Document extract.
####
Welcome to rural Texas, where measles is back and our best line of defense is still duct tape and a box fan. Literally. The CEO of Lynn County Hospital says she’s ready to dust off the same DIY setup she used during the beginning of COVID because—surprise!—her hospital still doesn’t have isolation rooms.
Across the South Plains, public health workers are hauling swabs 70 miles just to find a FedEx, turning vacant city halls into testing sites, and hoping people will voluntarily quarantine while waiting days for results. Meanwhile, state leaders are finally paying attention now that a kid has died—the first U.S. measles death in a decade—because nothing gets politicians moving like a body count.
Texas spends a whopping $17 per person on public health, compared to New Mexico’s $235. But don’t worry—local officials did splurge on a $7,695 freezer to hold test samples. Because what’s a public health system without a single piece of shiny new equipment to distract from the rotting infrastructure?
Even with federal grants doubling Lubbock’s health department staff, the picture is bleak: rural counties are patching together testing rooms, begging volunteers to vaccinate, and praying they don’t get overrun. Voters even shot down a bond to build negative pressure rooms, because who needs medical upgrades when you’ve got duct tape and rugged Texas ingenuity?
Texas calls itself “pro-life,” but apparently that ends where hospital ventilation and vaccines begin.
####
Given entries.
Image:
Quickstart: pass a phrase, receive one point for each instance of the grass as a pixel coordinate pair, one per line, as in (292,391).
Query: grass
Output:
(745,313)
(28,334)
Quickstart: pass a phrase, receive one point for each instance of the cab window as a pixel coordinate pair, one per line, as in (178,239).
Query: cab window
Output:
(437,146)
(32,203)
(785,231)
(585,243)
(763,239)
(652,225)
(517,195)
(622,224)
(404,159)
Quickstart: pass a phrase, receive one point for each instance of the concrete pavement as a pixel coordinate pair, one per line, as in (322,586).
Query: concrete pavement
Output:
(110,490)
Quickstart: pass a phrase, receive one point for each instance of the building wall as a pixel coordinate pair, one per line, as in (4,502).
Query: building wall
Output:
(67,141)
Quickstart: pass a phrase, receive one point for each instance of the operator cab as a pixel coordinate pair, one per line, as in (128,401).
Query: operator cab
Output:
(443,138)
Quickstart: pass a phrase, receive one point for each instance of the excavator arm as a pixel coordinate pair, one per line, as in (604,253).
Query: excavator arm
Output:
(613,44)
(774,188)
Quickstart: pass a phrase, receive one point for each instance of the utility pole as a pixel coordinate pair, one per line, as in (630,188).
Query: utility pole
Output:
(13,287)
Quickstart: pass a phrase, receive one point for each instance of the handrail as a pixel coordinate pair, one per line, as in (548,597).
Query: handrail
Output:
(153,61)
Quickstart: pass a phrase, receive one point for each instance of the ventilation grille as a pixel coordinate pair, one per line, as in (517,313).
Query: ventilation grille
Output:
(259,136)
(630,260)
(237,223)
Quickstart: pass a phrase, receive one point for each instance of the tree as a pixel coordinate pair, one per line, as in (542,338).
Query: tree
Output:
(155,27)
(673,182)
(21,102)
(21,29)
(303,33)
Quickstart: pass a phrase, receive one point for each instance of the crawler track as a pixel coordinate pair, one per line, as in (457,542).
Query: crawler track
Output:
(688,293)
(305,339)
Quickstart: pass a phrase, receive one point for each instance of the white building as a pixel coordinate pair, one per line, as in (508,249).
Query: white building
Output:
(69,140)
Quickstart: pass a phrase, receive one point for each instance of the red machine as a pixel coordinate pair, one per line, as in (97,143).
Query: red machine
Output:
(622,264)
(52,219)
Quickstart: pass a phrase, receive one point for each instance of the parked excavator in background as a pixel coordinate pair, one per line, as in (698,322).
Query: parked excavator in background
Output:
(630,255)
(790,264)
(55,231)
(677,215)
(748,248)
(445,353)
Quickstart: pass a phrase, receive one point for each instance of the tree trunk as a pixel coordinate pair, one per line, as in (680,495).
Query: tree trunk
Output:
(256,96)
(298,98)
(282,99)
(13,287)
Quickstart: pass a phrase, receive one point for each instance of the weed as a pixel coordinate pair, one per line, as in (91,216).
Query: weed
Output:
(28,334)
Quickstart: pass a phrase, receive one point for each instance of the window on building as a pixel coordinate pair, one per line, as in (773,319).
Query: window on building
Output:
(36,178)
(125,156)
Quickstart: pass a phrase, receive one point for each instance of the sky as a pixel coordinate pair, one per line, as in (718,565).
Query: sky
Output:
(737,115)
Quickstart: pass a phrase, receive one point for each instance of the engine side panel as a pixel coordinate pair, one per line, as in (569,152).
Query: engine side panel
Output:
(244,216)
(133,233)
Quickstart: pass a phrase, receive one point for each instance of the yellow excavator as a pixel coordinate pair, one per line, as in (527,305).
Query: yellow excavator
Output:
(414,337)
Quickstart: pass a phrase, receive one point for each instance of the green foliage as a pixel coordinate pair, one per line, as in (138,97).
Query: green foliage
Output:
####
Activity A. According to the article on measles in rural Texas, how much does Texas spend per person on public health?
Activity B. Please reproduce the part of the article on measles in rural Texas that begins at "Welcome to rural" and ends after "a body count.".

Answer A. $17 per person.

Answer B.
Welcome to rural Texas, where measles is back and our best line of defense is still duct tape and a box fan. Literally. The CEO of Lynn County Hospital says she’s ready to dust off the same DIY setup she used during the beginning of COVID because—surprise!—her hospital still doesn’t have isolation rooms.
Across the South Plains, public health workers are hauling swabs 70 miles just to find a FedEx, turning vacant city halls into testing sites, and hoping people will voluntarily quarantine while waiting days for results. Meanwhile, state leaders are finally paying attention now that a kid has died—the first U.S. measles death in a decade—because nothing gets politicians moving like a body count.